**FRAGMENTO**
^^^^
Chichén Viejo o el futuro difícil
- Ulises Carrillo
- 18 may 2020
- 4 Min. de lectura
Actualizado: 15 oct 2020


Traspasar el umbral del arco en silencio, con los sutiles sonidos de la naturaleza que sólo hacen más patente la presencia del hombre y la ausencia de las multitudes, te deja listo para contemplar el espacio donde está la edificación más antigua de Chichén Itzá, construida hace más de mil 400 años.
Tortugas que nos llevan de pasajeros
El área es monumental y, al mismo tiempo, íntima por los árboles que dan sombra a todo. Es difícil escoger qué maravilla admirar primero. Lo primero es un réptil. La enorme plataforma circular que representa el caparazón de una tortuga, con escalinatas que simulan sus patas y la delicada cabeza del quelonio coronándolo todo, no nos deja olvidar que al final la Madre Tierra es un ser vivo y nosotros simples habitantes temporales sobre su caparazón, entre el agua y el cielo, invitados efímeros, no dueños y menos amos destructores.
^^^^
**MATERIAL PROPORCIONADO**

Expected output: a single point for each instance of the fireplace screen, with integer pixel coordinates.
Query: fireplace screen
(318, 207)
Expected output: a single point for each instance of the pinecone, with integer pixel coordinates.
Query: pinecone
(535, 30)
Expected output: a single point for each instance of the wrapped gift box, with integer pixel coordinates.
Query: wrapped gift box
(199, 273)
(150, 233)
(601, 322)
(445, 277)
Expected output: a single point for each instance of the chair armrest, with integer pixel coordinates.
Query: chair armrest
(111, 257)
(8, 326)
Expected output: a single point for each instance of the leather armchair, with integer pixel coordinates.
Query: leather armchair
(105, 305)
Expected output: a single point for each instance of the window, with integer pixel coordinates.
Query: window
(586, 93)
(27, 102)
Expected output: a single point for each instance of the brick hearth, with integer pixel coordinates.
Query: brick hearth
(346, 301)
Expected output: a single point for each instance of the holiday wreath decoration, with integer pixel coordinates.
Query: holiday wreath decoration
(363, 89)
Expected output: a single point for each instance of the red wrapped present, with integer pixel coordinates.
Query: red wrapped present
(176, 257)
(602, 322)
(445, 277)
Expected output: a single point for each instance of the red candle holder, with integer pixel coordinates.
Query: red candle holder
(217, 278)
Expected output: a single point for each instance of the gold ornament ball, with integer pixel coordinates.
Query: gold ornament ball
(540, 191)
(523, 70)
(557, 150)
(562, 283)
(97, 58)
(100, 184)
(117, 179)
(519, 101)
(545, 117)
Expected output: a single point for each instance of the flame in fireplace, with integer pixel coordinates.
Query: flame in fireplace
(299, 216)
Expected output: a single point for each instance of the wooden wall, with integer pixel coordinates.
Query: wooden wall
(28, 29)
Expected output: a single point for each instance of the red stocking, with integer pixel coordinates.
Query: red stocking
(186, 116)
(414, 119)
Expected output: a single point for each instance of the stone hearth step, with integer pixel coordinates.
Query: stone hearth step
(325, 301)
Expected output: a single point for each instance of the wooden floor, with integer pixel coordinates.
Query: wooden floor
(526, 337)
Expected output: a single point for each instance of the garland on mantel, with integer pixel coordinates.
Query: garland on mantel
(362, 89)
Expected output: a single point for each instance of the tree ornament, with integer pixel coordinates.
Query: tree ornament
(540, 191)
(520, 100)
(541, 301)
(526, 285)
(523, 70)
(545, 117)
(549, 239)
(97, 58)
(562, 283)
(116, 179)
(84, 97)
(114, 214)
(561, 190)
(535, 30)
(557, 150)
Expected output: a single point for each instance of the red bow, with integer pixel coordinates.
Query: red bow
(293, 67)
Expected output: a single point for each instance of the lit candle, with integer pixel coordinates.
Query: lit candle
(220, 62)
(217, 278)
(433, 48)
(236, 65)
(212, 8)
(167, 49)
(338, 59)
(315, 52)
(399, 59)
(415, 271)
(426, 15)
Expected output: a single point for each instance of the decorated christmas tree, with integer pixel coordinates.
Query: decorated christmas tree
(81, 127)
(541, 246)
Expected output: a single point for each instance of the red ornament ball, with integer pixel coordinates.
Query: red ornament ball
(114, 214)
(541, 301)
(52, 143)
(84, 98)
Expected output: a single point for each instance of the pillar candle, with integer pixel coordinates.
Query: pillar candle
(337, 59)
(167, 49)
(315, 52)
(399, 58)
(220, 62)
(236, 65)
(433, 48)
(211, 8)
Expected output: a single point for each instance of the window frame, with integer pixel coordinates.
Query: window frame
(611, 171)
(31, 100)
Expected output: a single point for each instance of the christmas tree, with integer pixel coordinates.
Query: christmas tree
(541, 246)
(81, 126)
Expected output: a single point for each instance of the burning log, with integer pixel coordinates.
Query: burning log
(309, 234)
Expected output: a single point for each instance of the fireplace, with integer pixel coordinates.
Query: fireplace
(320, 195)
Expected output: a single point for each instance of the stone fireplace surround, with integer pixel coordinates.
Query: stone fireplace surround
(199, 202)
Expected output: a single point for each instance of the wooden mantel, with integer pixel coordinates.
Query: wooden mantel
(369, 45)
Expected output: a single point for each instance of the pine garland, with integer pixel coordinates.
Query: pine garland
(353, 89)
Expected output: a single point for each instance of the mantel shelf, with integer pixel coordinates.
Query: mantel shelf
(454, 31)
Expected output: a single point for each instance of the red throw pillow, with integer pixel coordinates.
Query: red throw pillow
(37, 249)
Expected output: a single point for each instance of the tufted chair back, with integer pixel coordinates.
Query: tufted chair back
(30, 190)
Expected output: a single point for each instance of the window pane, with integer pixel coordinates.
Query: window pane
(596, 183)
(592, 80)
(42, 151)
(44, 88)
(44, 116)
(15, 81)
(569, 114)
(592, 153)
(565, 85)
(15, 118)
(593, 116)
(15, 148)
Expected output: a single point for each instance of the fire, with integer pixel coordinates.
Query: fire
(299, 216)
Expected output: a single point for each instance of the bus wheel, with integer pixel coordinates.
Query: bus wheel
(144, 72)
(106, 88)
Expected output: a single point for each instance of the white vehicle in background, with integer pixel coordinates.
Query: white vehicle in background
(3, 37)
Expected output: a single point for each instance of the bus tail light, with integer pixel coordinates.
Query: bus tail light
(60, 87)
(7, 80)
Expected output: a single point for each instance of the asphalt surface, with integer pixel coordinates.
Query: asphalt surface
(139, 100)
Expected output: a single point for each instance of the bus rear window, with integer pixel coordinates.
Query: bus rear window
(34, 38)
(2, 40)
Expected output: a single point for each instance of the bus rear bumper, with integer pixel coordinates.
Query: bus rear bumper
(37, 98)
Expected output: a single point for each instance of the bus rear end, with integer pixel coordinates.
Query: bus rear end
^^^^
**RESUELVE LO SIGUIENTE**
1) Según el fragmento sobre Chichén Viejo, ¿hace cuánto tiempo se construyó la edificación más antigua de Chichén Itzá?
2) Reproduce literalmente el pasaje del fragmento sobre Chichén Viejo que se abre con las palabras "Traspasar el umbral" y se cierra con "mil 400 años.".

**SOLUCIONES POR TAREA**
1) Hace más de mil 400 años.

2)
Traspasar el umbral del arco en silencio, con los sutiles sonidos de la naturaleza que sólo hacen más patente la presencia del hombre y la ausencia de las multitudes, te deja listo para contemplar el espacio donde está la edificación más antigua de Chichén Itzá, construida hace más de mil 400 años.